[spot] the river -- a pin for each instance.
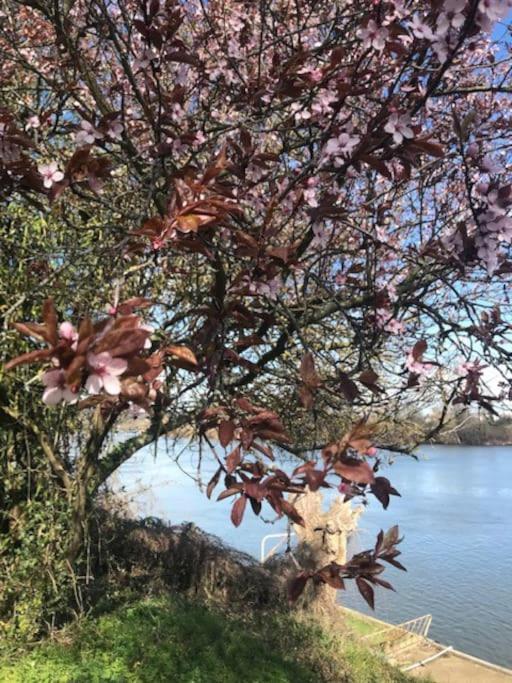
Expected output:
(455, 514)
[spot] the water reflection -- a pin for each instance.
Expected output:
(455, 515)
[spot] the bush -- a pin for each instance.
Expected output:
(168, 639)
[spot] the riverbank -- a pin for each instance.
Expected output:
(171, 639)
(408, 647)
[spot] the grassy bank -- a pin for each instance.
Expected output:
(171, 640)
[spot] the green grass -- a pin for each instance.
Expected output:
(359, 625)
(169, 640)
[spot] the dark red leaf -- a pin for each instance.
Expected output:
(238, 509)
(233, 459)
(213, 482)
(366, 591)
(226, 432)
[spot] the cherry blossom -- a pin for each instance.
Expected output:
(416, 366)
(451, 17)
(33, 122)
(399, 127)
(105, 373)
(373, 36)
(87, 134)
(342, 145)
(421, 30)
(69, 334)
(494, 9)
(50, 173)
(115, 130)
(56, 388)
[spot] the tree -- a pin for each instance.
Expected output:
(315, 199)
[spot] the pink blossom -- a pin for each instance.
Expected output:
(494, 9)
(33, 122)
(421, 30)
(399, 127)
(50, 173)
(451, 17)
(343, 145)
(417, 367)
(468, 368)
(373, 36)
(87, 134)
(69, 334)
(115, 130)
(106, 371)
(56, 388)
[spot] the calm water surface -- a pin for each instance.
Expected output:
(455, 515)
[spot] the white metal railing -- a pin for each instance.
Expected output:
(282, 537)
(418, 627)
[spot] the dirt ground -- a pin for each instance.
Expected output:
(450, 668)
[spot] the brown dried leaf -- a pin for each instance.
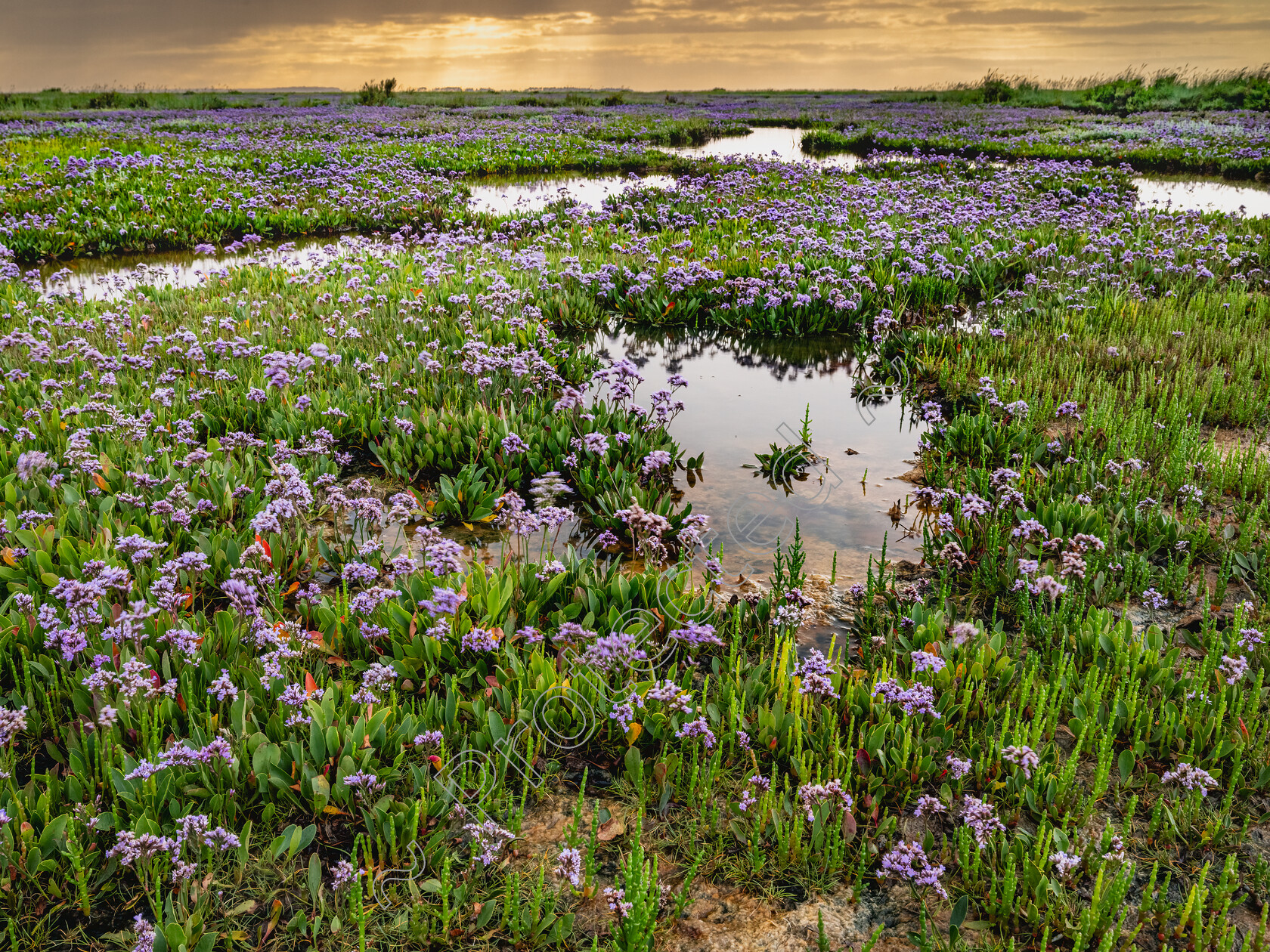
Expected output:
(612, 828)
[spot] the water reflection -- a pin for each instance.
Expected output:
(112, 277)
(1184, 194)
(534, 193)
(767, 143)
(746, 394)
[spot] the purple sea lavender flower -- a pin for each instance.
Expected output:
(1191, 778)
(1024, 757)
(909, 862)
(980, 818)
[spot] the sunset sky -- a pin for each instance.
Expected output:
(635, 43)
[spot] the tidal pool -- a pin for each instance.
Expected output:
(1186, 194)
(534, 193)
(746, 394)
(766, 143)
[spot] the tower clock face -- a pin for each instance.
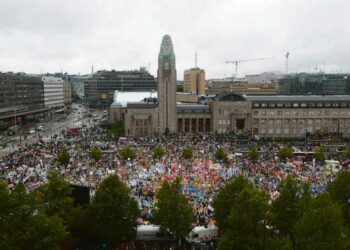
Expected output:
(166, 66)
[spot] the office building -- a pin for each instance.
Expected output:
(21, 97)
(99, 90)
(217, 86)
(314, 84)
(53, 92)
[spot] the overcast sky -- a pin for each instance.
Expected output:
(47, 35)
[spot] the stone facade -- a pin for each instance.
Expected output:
---------------
● WHAT YOU NEED TO DO
Exclude the pictures. Write out the remaining data exactly.

● THE RESULT
[spot] the river -- a pin for each instance.
Expected output:
(455, 514)
[spot] the water reflection -- a pin for each instance.
Expected output:
(455, 515)
[spot] the bush -- a pin for each instance.
Expected output:
(168, 639)
[spot] the riverbank -- a pin for each instance.
Expected output:
(171, 639)
(408, 647)
[spot] the grassy bank -- a pin for each instance.
Expected output:
(171, 640)
[spot] the green grass -- a pin for each instance.
Expected output:
(359, 625)
(169, 640)
[spot] the dark red leaf -- a pin for each instance.
Expected output:
(238, 509)
(233, 459)
(213, 482)
(366, 591)
(226, 432)
[spot] the cherry blossom -- a pin for each instance.
Expected output:
(416, 366)
(451, 17)
(33, 122)
(399, 127)
(105, 373)
(373, 36)
(87, 134)
(342, 145)
(421, 30)
(69, 334)
(494, 9)
(50, 173)
(115, 130)
(56, 388)
[spot] the tree -- a pin for each instance.
Expected output:
(315, 199)
[spot] the pink blossom -- a pin for each instance.
Expected output:
(494, 9)
(33, 122)
(421, 30)
(399, 127)
(50, 173)
(451, 17)
(343, 145)
(417, 367)
(468, 368)
(373, 36)
(87, 134)
(69, 334)
(115, 130)
(106, 371)
(56, 388)
[spot] the calm water surface -- a pin for each instance.
Expected output:
(455, 515)
[spot] the white metal railing -- a pin for each instance.
Expected output:
(282, 537)
(418, 627)
[spot] the dirt ground -- a pin for each instance.
Expected output:
(450, 668)
[spot] the brown dried leaf -- a pin for each instance.
Expected output:
(612, 828)
[spot] the water reflection -- a pin for each instance.
Expected output:
(112, 277)
(1184, 194)
(534, 193)
(767, 143)
(746, 394)
[spot] the purple sea lavender flower -- a pin for each instance.
Expected output:
(1191, 778)
(1024, 757)
(909, 862)
(980, 818)
[spot] the sunset sky -- a pin for each instance.
Expected output:
(635, 43)
[spot] the tidal pool -- a pin for each instance.
Expected output:
(1186, 194)
(534, 193)
(746, 394)
(766, 143)
[spot] the tower clock face -- a pin for each instance.
Expected output:
(166, 66)
[spot] the office building -- a pin for each instance.
Expected output:
(21, 97)
(99, 90)
(217, 86)
(314, 84)
(53, 92)
[spot] the overcast sky -- a pin for each instance.
Expected output:
(47, 35)
[spot] the stone facade -- a pin for each instance.
Expected output:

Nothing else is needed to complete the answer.